Finance : la Bourse de Casablanca patine
Malgré l’annonce d’une nouvelle introduction, la place financière du royaume marocain semble marquer le pas et peine à séduire de nouvelles entreprises.
Cela fait un peu plus de vingt mois que la Bourse de Casablanca (BVC) est sevrée de papier frais. La place financière n’a connu aucune nouvelle cotation depuis celle de l’entreprise publique Marsa Maroc, en juillet 2016. La prochaine vient d’être annoncée pour le 11 mai. Il s’agit de la société foncière Immorente Invest, filiale du groupe tentaculaire Mutandis, qui a sauté le pas (lire ci-dessous).
Cette petite introduction ne peut à elle seule masquer les maux qui minent la place et notamment ses difficultés à attirer davantage d’entreprises. Pourtant, Karim Hajji, son directeur général nommé il y a neuf ans, avait pour principal objectif de doper l’attractivité de la place financière. Les observateurs sont unanimes : la faiblesse de l’activité empêche la Bourse des valeurs de jouer son rôle de financeur de l’économie, et ce malgré les résultats techniques appétissants réalisés au cours des dernières années.
==============================
- _Consigne 1_: D'après l'article sur la Bourse de Casablanca, à quelle date la prochaine cotation est-elle prévue ?
- _Consigne 2_: Reproduisez fidèlement un passage de l'article sur la Bourse de Casablanca, en commençant aux mots « Cette petite introduction » et en vous arrêtant après « des dernières années. ».
- _Consigne 3_: Énumérez toutes les entreprises, sociétés et tous les groupes nommés dans l'article sur la Bourse de Casablanca, à l'exception de la Bourse elle-même.
Les données ci-après n'ont aucun lien avec l'article.

- _Données fournies_:
==============================
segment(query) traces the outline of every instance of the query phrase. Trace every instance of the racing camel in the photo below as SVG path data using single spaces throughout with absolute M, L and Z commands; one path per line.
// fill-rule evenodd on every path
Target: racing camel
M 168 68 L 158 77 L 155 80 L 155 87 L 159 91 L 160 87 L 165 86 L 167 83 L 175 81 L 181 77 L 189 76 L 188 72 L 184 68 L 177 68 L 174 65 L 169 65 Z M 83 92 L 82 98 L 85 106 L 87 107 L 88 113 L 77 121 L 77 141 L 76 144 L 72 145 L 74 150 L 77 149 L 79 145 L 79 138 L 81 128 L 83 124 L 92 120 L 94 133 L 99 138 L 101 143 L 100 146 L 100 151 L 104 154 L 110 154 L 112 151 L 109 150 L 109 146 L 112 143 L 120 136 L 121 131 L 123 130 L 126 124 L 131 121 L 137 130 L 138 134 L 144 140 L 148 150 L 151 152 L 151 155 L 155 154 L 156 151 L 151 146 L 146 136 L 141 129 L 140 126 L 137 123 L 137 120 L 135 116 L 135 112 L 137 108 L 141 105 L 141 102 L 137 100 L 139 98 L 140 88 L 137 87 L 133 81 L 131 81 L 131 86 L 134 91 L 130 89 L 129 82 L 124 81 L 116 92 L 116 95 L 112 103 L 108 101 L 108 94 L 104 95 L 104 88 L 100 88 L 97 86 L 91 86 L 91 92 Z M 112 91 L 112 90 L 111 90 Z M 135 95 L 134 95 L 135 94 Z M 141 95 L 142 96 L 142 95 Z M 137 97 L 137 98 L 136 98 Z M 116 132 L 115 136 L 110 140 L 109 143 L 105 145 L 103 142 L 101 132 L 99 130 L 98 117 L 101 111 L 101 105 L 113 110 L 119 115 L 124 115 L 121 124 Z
==============================
- _Réponse complète 1_: Elle est prévue pour le 11 mai.

- _Réponse complète 2_:
Cette petite introduction ne peut à elle seule masquer les maux qui minent la place et notamment ses difficultés à attirer davantage d’entreprises. Pourtant, Karim Hajji, son directeur général nommé il y a neuf ans, avait pour principal objectif de doper l’attractivité de la place financière. Les observateurs sont unanimes : la faiblesse de l’activité empêche la Bourse des valeurs de jouer son rôle de financeur de l’économie, et ce malgré les résultats techniques appétissants réalisés au cours des dernières années.

- _Réponse complète 3_: Marsa Maroc, Immorente Invest, Mutandis